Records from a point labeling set
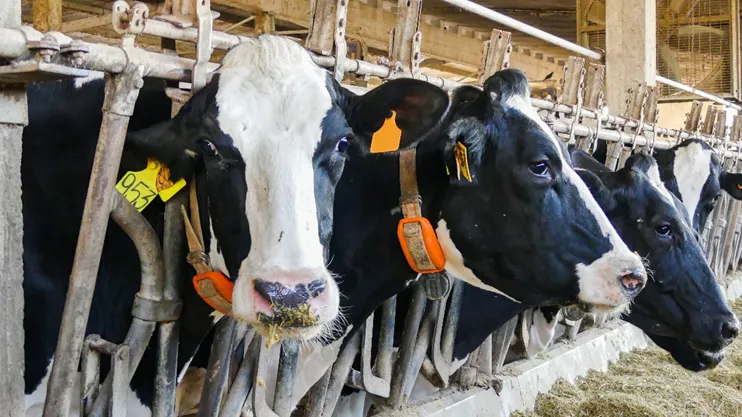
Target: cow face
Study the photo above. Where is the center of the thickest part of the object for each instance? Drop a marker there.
(526, 226)
(693, 172)
(266, 140)
(683, 300)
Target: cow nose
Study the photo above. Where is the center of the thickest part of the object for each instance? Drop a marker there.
(730, 329)
(632, 283)
(288, 297)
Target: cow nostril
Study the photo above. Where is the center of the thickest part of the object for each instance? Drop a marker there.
(730, 329)
(316, 287)
(632, 283)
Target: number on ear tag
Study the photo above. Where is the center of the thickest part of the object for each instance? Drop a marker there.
(141, 187)
(388, 137)
(462, 160)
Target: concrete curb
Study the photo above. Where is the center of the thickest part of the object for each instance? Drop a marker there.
(523, 380)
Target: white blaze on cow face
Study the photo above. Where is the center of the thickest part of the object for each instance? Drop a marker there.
(272, 100)
(599, 281)
(691, 170)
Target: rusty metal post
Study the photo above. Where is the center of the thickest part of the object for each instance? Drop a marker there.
(215, 384)
(167, 347)
(496, 54)
(122, 91)
(13, 117)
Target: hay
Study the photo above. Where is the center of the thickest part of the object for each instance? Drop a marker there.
(649, 383)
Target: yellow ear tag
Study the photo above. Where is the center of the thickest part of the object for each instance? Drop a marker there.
(140, 187)
(462, 160)
(388, 137)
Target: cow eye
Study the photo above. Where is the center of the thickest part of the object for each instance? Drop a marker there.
(208, 148)
(663, 230)
(342, 144)
(540, 168)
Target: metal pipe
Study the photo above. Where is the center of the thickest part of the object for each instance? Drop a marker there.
(289, 355)
(109, 58)
(215, 380)
(237, 395)
(411, 329)
(689, 89)
(167, 346)
(522, 27)
(146, 305)
(121, 93)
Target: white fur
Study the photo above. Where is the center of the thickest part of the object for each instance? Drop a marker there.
(598, 281)
(35, 400)
(691, 170)
(272, 99)
(455, 261)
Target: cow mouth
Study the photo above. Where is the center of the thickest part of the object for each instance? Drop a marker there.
(707, 360)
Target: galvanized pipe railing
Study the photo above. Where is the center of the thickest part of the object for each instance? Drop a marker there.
(121, 94)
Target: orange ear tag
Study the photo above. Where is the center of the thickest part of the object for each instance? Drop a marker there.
(387, 138)
(216, 290)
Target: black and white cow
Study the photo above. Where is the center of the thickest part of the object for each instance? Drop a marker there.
(682, 305)
(692, 170)
(266, 141)
(526, 226)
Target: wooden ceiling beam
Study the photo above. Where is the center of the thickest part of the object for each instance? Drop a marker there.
(47, 15)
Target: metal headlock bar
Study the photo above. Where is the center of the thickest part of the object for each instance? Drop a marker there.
(236, 377)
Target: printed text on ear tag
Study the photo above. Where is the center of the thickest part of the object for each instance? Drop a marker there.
(462, 160)
(141, 187)
(388, 137)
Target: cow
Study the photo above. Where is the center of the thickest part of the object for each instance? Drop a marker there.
(525, 226)
(693, 172)
(681, 308)
(266, 141)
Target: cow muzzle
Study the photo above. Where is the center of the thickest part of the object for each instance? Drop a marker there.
(293, 304)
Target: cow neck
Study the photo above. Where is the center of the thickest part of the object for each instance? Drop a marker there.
(416, 235)
(212, 286)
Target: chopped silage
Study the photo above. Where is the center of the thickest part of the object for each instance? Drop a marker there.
(648, 383)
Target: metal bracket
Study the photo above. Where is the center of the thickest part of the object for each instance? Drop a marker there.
(595, 80)
(129, 20)
(341, 48)
(693, 118)
(573, 84)
(93, 347)
(496, 54)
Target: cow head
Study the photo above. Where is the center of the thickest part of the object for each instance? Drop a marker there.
(266, 140)
(526, 226)
(683, 301)
(693, 172)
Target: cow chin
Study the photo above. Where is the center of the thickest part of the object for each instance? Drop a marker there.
(287, 307)
(610, 283)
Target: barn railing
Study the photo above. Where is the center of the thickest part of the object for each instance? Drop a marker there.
(237, 376)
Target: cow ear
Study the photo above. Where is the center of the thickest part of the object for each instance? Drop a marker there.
(731, 183)
(418, 108)
(162, 142)
(603, 195)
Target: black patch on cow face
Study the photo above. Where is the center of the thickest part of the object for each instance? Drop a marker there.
(193, 144)
(513, 222)
(711, 188)
(683, 300)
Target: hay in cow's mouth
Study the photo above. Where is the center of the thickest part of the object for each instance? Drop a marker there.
(650, 383)
(290, 317)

_Requirement_. Reproduce the full listing above word for word, leaving out the pictures.

_Answer for this exercise_.
Target: cow face
Study the photo above. Where is the center of the thickest part of the object for each instance? Drop a marker there.
(526, 226)
(693, 172)
(266, 140)
(683, 300)
Target: cow nose
Study the photo above. Where is the center of the thickest part of the object for each instance? Drop a marker there.
(730, 329)
(632, 283)
(288, 297)
Target: cow nostril
Study the photo above. Where is the center of the thickest part of the object for each instance? Drop a marker there.
(730, 329)
(316, 287)
(632, 283)
Target: number on ear tag
Study the photo above. Where is the center of the thickest part of the object for each instance? Drop a marker there.
(141, 187)
(388, 137)
(462, 160)
Target: concrete curb
Study the photo above. Where is the center of the thickest part of the object for each instance? Drop a marker there.
(523, 380)
Target: white blaze on cow face
Study the photo above. Where is the center of the thickest part of the object for each instance? Drop a marker there.
(272, 100)
(599, 281)
(691, 170)
Target: rusty metal post
Study the photo above. Where is the center of the thickest part of the object for each instance? Drop a marker there.
(215, 384)
(167, 347)
(496, 54)
(122, 91)
(13, 117)
Target: hay
Study the photo above. Where is the center of the thickest part of the object for each instance? Drop a marker there.
(649, 383)
Target: yellow ear tag
Study the photo above. Where is the center of the thickest part of the object for each instance? Drop a marker there.
(140, 187)
(462, 160)
(388, 137)
Target: cow eye
Study the photo above. Where is the center of the thickest part of the object for each instance? Drop a marker there.
(208, 148)
(663, 230)
(342, 144)
(540, 168)
Target: metal pipe
Study the photo above. Where is the center of the thickest part of the object for each instance? Drop a marker there.
(289, 355)
(109, 58)
(215, 380)
(237, 395)
(411, 329)
(689, 89)
(167, 346)
(522, 27)
(146, 305)
(121, 93)
Target: white fur
Study the photo above. Where is the center of the thickest part of the object for each instance? Drop a marker there.
(598, 281)
(35, 400)
(691, 170)
(272, 99)
(455, 261)
Target: cow mouth
Study the photo above. Where is the center of the thickest part of the object for each instance? Drop a marker there.
(707, 360)
Target: galvanized pipe railing
Study the photo above. Where is the center of the thickest part of the object for each instance? Drop a marker there.
(121, 94)
Target: orange ear tag
Study the photo above. Where is the center of the thickest part of the object for each instance? Drop a marker there.
(387, 138)
(216, 290)
Target: black and white cow
Study the photo above. Where is the center of the thickest part of the object for each instance? Drop a marker there.
(682, 305)
(692, 170)
(266, 141)
(526, 226)
Target: wooden ceiling beam
Study the photo above. Where is the center of the thickest part of the object for each instance? Drop a marker there.
(47, 15)
Target: metal headlock bar
Study the photo above. Where is the center of the thickest part of the object for each instance? Drop a marker there.
(236, 377)
Target: printed text on ear tag
Study the photo above. Where is the center of the thickest part of the object for each instance? Drop a marker there.
(462, 160)
(141, 187)
(388, 137)
Target: cow
Study the photo above. Where is the center of the thickest part of the object for each instance? Drop a marker there.
(525, 226)
(693, 172)
(681, 308)
(266, 141)
Target: cow muzzle
Study the photo above. Where is the center of the thickest part of the object for each instance? Drop a marker there.
(293, 304)
Target: cow neck
Study the photo above. Where is the center of the thickest part of the object for each instance? Drop a marker there.
(416, 235)
(212, 286)
Target: chopped silage
Study the photo above. Where is the center of the thickest part of the object for each instance? Drop a marker there.
(648, 383)
Target: metal bracket
Study the photo above. Where is the center of the thickest part of the object for each instance? Drop a marker there.
(595, 80)
(129, 20)
(341, 48)
(693, 118)
(573, 84)
(93, 347)
(496, 54)
Target: cow head
Study the photo above. Where is the center of the thickest part of the object for each instance? Drop a marker there.
(266, 140)
(526, 226)
(683, 301)
(693, 172)
Target: cow chin
Study the photo above. Where is the center of the thickest part of the object for each instance? Drop a marker there.
(287, 307)
(610, 283)
Target: barn railing
Study the photo above. Where is the center of the thickest part of the object for each instance? Drop a marker there.
(237, 376)
Target: cow ear
Study the photo above. Where is the center of the thickest part of the object for each instance? Drop a marker there.
(731, 183)
(418, 108)
(162, 142)
(603, 195)
Target: black patch on cow face
Study the photo above. Where is the center of the thickest part of the object for each instance? Drop a marker there.
(193, 144)
(513, 222)
(711, 188)
(683, 300)
Target: hay in cow's mouth
Study the photo above. Where is the center of the thickest part of the object for each instance? Drop a marker there.
(650, 383)
(290, 317)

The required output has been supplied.